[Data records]
--------

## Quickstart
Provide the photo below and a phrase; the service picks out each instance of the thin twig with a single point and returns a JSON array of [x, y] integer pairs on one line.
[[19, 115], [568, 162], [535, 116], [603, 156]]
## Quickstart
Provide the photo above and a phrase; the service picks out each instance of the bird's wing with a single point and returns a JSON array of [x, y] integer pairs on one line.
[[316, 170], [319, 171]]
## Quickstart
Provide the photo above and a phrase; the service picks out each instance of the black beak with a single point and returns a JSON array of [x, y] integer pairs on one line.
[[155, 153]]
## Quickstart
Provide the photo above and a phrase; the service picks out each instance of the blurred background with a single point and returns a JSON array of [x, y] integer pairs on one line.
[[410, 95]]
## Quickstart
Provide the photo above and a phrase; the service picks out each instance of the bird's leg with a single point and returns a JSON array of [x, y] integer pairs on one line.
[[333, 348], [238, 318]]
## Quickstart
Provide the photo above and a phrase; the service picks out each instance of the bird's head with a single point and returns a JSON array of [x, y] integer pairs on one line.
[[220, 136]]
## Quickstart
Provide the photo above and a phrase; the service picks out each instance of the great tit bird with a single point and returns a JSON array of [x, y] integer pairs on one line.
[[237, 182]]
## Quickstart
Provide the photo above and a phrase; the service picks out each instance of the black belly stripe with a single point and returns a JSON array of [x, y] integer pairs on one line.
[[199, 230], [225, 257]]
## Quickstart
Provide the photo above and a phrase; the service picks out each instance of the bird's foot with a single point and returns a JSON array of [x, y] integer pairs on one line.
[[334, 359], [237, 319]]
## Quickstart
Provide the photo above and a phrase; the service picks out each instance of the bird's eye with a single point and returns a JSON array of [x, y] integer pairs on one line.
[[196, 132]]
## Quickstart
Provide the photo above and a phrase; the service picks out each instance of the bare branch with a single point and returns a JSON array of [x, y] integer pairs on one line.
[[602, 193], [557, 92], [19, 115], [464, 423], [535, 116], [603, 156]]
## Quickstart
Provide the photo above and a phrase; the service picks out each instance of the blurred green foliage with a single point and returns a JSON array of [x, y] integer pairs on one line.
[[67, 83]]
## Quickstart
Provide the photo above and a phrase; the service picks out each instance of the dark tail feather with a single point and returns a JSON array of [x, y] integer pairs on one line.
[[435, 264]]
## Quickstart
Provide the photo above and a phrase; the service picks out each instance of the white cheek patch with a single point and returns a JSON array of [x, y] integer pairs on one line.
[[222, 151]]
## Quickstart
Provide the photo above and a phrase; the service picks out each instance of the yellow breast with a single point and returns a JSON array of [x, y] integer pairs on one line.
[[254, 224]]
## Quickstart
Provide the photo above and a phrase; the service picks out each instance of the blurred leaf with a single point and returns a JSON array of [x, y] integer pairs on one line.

--------

ASSIGNED TASK → Could the data above be set down exactly, in full?

EXERCISE RESPONSE →
## Quickstart
Provide the photo below and a phrase; the service picks out each instance of the thin twig with a single point and returns a JSON array of [x, y] integer pairs on one line.
[[19, 115], [568, 162], [535, 116], [603, 156]]
## Quickstart
Provide the photo above and a phrase; the service picks out each instance of the bird's wing with a single point and returns a JSON array of [x, y] integer pairs on one line.
[[316, 170], [319, 171]]
## Quickstart
Provide the photo above and a phrase; the service picks out each instance of the black beak with a single point and returns a JSON array of [x, y] integer pairs on one line.
[[155, 153]]
## Quickstart
Provide the photo above and a phrase; the service picks out each instance of the blurred background with a single point and returns a JSON array of [x, y] integer pairs on one line.
[[410, 95]]
## Quickstart
Provide the photo above and a phrase; the service picks out each instance of the bird's leg with a single point and returns a JSON array of [x, y] integer pairs on one line.
[[333, 348], [238, 318]]
## Quickstart
Provide the photo above and a phrase; the service picks out each instance of the bird's head with a single point and returns a JSON array of [x, y] integer pairs on one line.
[[220, 136]]
## Quickstart
Provide the photo above and a phrase; the service picks out each instance of the great tit bird with a single point and returns a JSON array of [x, y] integer pairs on one line.
[[237, 182]]
## Quickstart
Provide the photo above and a phrase; the service picks out each instance of the black belly stripe with a single point and returns a JSON array of [x, y] integer pairs on one line.
[[199, 230], [225, 257]]
## Quickstart
Provide the photo above and a phrase; the service picks out each instance of the bird's foot with a single point and returns a JSON array of [x, y] integer pairs on one line.
[[334, 359], [237, 319]]
## Quickstart
Provide the photo above and a phrase; the service picks out each instance of the bird's eye with a single point and returns a JSON array of [x, y] integer pairs on one line.
[[196, 132]]
## Quickstart
Provide the photo above and a phrase; the service picks out each instance of the bare branch with a single point and returns a JSON array of [x, y] integer pairs on one line.
[[602, 193], [557, 92], [19, 115], [464, 423], [535, 116], [603, 156]]
## Quickstart
Provide the photo above and a phrase; the service picks out each instance of the blurred green foliage with a single point and returns a JSON array of [x, y] integer pairs on one line.
[[67, 83]]
## Quickstart
Provide the photo above and a phrase; the service picks out each instance of the dark tail feather with a single point and returns a JSON array of [x, y] integer pairs on one line.
[[435, 264]]
## Quickstart
Provide the photo above and a phrase; the service picks out each instance of the white cheek patch with a single point and returns a JSON array of [x, y] integer pairs on one line.
[[222, 151]]
## Quickstart
Provide the photo above and a phrase; the service picks out each instance of the yellow breast with a single point and returns a JSON array of [x, y] integer pairs on one line.
[[254, 224]]
## Quickstart
Provide the photo above and a phrase; the service picks out each instance of the blurred leaf with a single point and returns a JSON array of [x, y] integer pairs on one line.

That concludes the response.